Given exercise A:
Filter the records down to every line that contains the string "shih".
Start of Passage provided
Prelude: Preparation for a traditional Kashmiri wazwan. Aditya Swami / Indiapicture Premium

Prelude: Preparation for a traditional Kashmiri wazwan. Aditya Swami / Indiapicture

It may be 40-plus degrees in Delhi, but as I write this in Srinagar, I’m shivering in the cold of a spring evening. I am on the extensive lawns of The Lalit Grand Palace, arguably one of the most picturesque spots in the valley. I am talking to the late Lalit Suri’s wazas (cooks), Ghulam Rasool and his brother Fayaz Ahmed, who have donned the mantle of corporate Kashmiri cooks of The Lalit group of hotels. No matter what it appears to be from the outside, all wazwans are not equal; neither are all wazas equally gifted. At the risk of being excommunicated from the Reshi clan, I must say that Rasool and Ahmed are streets ahead of our own family waza. But let me begin at the beginning.

Prelude: Preparation for a traditional Kashmiri wazwan. Aditya Swami / Indiapicture

Anyone in Kashmir who has ever had a wedding or celebration in the family, which is to say virtually every family, needs to have their own waza. Essentially caterers who have their own set of copper cooking vessels and a loosely held team of assistants, wazas are the male members of a community of cooks who are responsible for Kashmir’s well-known wazwan, a multi-course feast. Each waza—and there are around 200 of them in Srinagar city, by Rasool’s reckoning—has a couple of hundred customers. If that sounds excessive, remember that not all of them will require a waza’s services every year. Engagements, weddings, successful completion of the Haj pilgrimage, corporate conferences, office picnics—there can be many reasons to have a wazwan.

You do hear of marriages breaking, but seldom in Kashmir does one hear of a waza and his customer parting ways! In fact, when the bride and groom’s families are in talks about the date of the wedding, the first person to be contacted is the family waza. Rasool doesn’t know how the wazwan came to Kashmir, but it certainly is the most efficient way of using an entire sheep. The shanks go to make dhani phol, organ meats combine in the inspired methi maaz, shoulder is used in aab gosht, and so on.
End of Passage provided
Given exercise B:
List each dish named in the passage about the Kashmiri wazwan, along with the part of the sheep it is made from.
Start of Raw data
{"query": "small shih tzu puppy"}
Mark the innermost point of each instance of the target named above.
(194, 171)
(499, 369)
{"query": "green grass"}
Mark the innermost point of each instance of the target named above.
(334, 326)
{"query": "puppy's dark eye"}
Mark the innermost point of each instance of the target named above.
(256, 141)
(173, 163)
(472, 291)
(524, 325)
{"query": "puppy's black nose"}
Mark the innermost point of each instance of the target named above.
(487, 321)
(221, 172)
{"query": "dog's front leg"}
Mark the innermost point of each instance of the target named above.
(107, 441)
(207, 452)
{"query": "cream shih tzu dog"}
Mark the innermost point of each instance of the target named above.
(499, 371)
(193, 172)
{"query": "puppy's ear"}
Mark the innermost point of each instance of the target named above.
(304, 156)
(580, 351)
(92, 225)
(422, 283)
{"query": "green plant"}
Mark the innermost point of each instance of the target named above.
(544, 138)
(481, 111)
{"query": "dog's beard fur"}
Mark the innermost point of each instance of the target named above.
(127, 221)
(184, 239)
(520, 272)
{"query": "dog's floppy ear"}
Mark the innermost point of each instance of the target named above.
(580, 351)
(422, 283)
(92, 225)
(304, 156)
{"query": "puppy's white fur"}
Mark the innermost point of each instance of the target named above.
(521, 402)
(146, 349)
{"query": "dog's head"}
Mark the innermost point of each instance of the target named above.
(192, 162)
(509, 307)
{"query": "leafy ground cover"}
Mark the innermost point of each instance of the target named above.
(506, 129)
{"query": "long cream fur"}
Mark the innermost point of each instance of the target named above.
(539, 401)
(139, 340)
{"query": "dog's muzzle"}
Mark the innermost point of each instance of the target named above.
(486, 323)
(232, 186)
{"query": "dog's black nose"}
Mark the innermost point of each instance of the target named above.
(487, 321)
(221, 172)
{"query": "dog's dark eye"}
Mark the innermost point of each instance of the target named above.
End of Raw data
Exercise answer A:
{"query": "small shih tzu puppy"}
{"query": "cream shih tzu dog"}

Exercise answer B:
- Dhani phol: the shanks
- Methi maaz: organ meats
- Aab gosht: the shoulder